[What the task asks]
Restate all data exactly. No images.

Data for analysis Start Marker

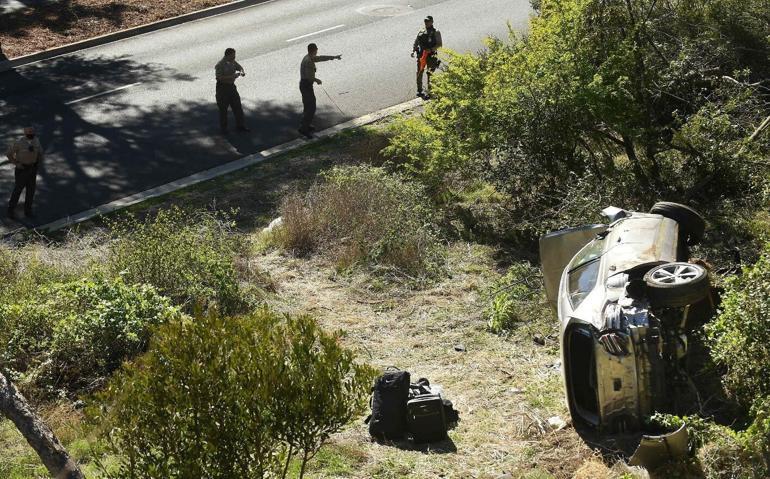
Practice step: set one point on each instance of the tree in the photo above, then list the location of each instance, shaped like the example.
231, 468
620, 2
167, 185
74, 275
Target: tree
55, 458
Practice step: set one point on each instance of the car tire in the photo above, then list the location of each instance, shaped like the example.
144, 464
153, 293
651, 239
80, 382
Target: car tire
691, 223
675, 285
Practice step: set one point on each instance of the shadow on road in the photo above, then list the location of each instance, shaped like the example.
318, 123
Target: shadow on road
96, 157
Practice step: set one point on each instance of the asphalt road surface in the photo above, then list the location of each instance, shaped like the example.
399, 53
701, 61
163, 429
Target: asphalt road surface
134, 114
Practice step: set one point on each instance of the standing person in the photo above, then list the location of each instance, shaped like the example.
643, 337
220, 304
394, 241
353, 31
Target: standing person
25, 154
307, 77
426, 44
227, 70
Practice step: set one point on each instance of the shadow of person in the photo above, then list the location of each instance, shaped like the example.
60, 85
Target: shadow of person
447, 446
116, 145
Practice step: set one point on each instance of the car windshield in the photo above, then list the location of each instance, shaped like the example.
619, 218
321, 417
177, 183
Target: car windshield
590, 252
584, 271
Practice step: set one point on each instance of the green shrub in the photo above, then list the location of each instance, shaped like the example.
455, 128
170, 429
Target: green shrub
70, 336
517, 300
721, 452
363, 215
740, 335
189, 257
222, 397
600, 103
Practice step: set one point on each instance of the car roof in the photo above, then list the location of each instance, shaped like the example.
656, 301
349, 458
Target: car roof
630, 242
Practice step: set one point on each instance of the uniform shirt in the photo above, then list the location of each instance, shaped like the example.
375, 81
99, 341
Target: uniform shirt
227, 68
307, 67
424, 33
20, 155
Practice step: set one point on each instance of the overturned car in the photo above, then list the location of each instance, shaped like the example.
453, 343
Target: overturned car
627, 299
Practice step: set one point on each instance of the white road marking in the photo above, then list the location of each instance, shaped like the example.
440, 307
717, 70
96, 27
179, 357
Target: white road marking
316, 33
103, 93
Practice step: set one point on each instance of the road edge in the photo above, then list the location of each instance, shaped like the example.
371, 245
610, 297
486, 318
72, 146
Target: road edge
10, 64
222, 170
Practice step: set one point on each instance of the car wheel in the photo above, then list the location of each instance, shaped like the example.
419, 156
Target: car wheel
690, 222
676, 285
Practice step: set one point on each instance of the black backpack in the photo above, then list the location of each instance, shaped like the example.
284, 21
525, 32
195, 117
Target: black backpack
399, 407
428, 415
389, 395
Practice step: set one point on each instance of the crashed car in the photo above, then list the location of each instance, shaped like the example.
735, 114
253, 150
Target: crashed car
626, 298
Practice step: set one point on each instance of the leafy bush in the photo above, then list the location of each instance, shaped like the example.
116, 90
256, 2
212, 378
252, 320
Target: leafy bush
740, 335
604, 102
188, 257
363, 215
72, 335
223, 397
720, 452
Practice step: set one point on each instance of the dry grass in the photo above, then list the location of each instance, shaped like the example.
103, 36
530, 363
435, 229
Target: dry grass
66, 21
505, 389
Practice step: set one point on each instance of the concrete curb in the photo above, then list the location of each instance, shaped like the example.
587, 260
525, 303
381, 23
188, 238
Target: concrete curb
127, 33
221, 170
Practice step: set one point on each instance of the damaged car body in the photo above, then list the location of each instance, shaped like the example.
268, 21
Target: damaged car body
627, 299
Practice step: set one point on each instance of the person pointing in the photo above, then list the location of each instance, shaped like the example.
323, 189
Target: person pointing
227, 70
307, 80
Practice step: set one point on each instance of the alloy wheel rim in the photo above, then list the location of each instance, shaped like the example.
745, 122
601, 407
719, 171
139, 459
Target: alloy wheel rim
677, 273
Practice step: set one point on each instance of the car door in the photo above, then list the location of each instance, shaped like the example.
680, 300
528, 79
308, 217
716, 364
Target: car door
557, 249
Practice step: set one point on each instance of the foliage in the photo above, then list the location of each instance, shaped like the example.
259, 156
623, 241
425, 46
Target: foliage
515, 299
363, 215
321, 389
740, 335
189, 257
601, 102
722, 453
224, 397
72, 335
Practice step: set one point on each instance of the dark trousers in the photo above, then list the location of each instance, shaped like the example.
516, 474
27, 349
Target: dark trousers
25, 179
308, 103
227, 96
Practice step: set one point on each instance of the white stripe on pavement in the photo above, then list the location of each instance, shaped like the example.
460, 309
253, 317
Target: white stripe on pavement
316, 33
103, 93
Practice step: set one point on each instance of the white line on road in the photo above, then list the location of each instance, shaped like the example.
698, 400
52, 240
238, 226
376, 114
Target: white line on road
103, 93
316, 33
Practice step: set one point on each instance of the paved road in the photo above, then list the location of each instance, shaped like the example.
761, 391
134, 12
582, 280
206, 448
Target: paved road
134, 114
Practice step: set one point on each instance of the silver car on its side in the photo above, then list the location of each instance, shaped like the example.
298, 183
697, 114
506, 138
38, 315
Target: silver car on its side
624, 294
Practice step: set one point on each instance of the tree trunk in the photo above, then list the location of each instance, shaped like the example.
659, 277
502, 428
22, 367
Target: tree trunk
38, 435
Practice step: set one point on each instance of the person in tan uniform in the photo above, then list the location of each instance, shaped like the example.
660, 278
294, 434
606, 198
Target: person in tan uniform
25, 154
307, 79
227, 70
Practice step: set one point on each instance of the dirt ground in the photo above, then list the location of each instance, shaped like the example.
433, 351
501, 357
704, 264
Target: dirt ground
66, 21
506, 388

Data for analysis End Marker

[Exercise answer]
Practice step: set one point on each instance of the tree in the photo above, then list the location of each instance, shaped like the example.
231, 468
620, 2
167, 185
74, 275
Target: tree
55, 458
Practice step: set one point on each instance of the car tire in the photo above, then list the location of each instance, shaped like the example.
144, 464
153, 293
651, 239
80, 382
Target: car tire
691, 223
675, 285
Practice step: set one point on each instance of the shadow on road in the photo above, then list the location of each instance, shaped like the example.
318, 123
Target: shadow on road
96, 157
Practice step: set one point on each instance of the asphalt road surface in the photo above, then list the location of each instance, shaped like the example.
399, 53
701, 61
163, 429
Target: asphalt road surface
134, 114
Practice step: set one point on each instance of the standing person in the photo above, then list the location of each instance, shaped like the example.
643, 337
220, 304
394, 241
353, 31
Target: standing person
25, 154
307, 77
426, 44
227, 70
Practice step: set one point on each instance of the shadow of person in the photo above, then list the location of each instance, shaped like the example.
60, 85
Target: shadow of person
447, 446
116, 145
Practice step: set one point on each instance of the car windshield in the photo above, then list the location of each instance, shaped like the example.
619, 218
321, 417
177, 183
Target: car windshield
590, 252
584, 271
Practice step: set one point on each instance of the green shrub in the photo above, then list the location of each instance, shaped like the example.
455, 128
170, 429
Target: green shrub
70, 336
517, 300
721, 452
363, 215
740, 335
189, 257
222, 397
600, 103
Practice step: set one point on each instance of the car roof in the photo above, then list the location of each instance, shaped like the example.
656, 301
349, 458
Target: car roof
630, 242
Practice step: set one point on each instance of the uniform shirt in the photo above, then list the location of each instance, shaped like the example.
375, 81
99, 341
Target: uniform shirt
227, 68
307, 67
424, 33
20, 155
Practice step: set one point on each instance of the overturned car in the photo above, then list the location of each instance, shaped like the example.
453, 343
Target: overturned car
627, 299
Practice step: set one point on each instance of the white road marking in the photo above, then list the location of each instance, shaped like the example.
440, 307
717, 70
96, 27
179, 357
Target: white road marking
316, 33
103, 93
Practice step: set one point on each instance of the road edge in the photo above, then list the location of each instance, shaped like the example.
371, 245
610, 297
486, 318
72, 146
Target: road edge
10, 64
222, 170
Practice step: set one point on each instance of the car wheel in the photo above, then list the location of each instance, shaped like the example.
419, 156
Target: car wheel
690, 222
676, 285
Practice step: set one point on each instance of the black backpack in the photo above, then list the location of each instance, shaped like the example.
284, 21
525, 32
195, 117
Target: black backpack
399, 407
428, 415
389, 395
Practice step: set one point on each instance of the crashed car in the photo above, then list the location of each instance, shaped like the example.
735, 114
253, 150
Target: crashed car
626, 298
Practice step: set one point on each instance of the leafy bush in the photo above, then list the location of each instance, shaped like the example.
116, 90
256, 2
212, 378
252, 320
Target: leafy bush
740, 335
604, 102
188, 257
363, 215
72, 335
223, 397
720, 452
Practice step: set one point on each instance of the dry grass in the photo above, then list the location of each instance, shaped like the example.
103, 36
530, 363
435, 229
Target: dry grass
66, 21
505, 389
Practice step: set one point on each instance of the concrete curb in the photo above, then list the location of each instance, shaped like the example.
587, 260
525, 303
381, 23
188, 238
Target: concrete curb
127, 33
221, 170
Practice step: set one point on each instance of the damaged car body in the photo above, then list the location of each instance, shaped like the example.
268, 21
Target: damaged car body
627, 299
Practice step: set one point on each instance of the person pointing in the photo above, then list the location of each instance, shaped like the example.
323, 189
Target: person pointing
227, 70
307, 80
Practice step: set one point on each instance of the alloy wheel rim in the photo above, then list the location of each instance, shaped like the example.
745, 122
601, 407
719, 171
139, 459
Target: alloy wheel rim
677, 273
Practice step: set one point on each instance of the car door in the photo above, then list the location of each instance, shaped like the example.
680, 300
528, 79
308, 217
716, 364
Target: car door
557, 249
Practice step: set one point on each instance of the foliage in the photo above, then list the location of each instance, shaped like the example.
259, 156
623, 241
425, 46
Target: foliage
515, 299
363, 215
321, 389
740, 335
189, 257
601, 102
722, 453
224, 397
72, 335
Practice step: set one point on each instance of the dark trousers in the photo above, then list the location of each instance, shaped like the example.
516, 474
27, 349
Target: dark trousers
25, 179
308, 103
227, 96
Practice step: set one point on each instance of the white stripe on pavement in the photo above, then list the location of each instance, shaped like the example.
460, 309
253, 317
Target: white stripe on pavement
316, 33
103, 93
Practice step: set one point on each instance of the white line on road in the photo above, then list the location of each instance, shaped like the example.
698, 400
52, 240
238, 226
376, 114
Target: white line on road
103, 93
316, 33
Practice step: set one point on each instance of the paved road in the photo above, then list the location of each instance, shaped like the example.
761, 391
134, 12
582, 280
206, 448
Target: paved road
134, 114
Practice step: set one point on each instance of the silver car on its side in the photo above, then list the location of each instance, shaped like the example.
298, 183
697, 114
506, 138
38, 315
Target: silver car on its side
624, 294
Practice step: set one point on each instance of the tree trunk in the photo above, then list the location of each instance, shaped like the example.
659, 277
502, 428
22, 367
Target: tree trunk
38, 435
Practice step: set one point on each instance of the person in tan uniform in the photo above, then list the location of each instance, shaped like the example.
660, 278
294, 434
606, 198
Target: person in tan uniform
25, 154
307, 79
227, 70
Practice step: set one point on each instance of the dirt ground in the photo above, then list the location of each instance, shaped like the example.
433, 351
501, 357
704, 264
Target: dirt ground
66, 21
506, 388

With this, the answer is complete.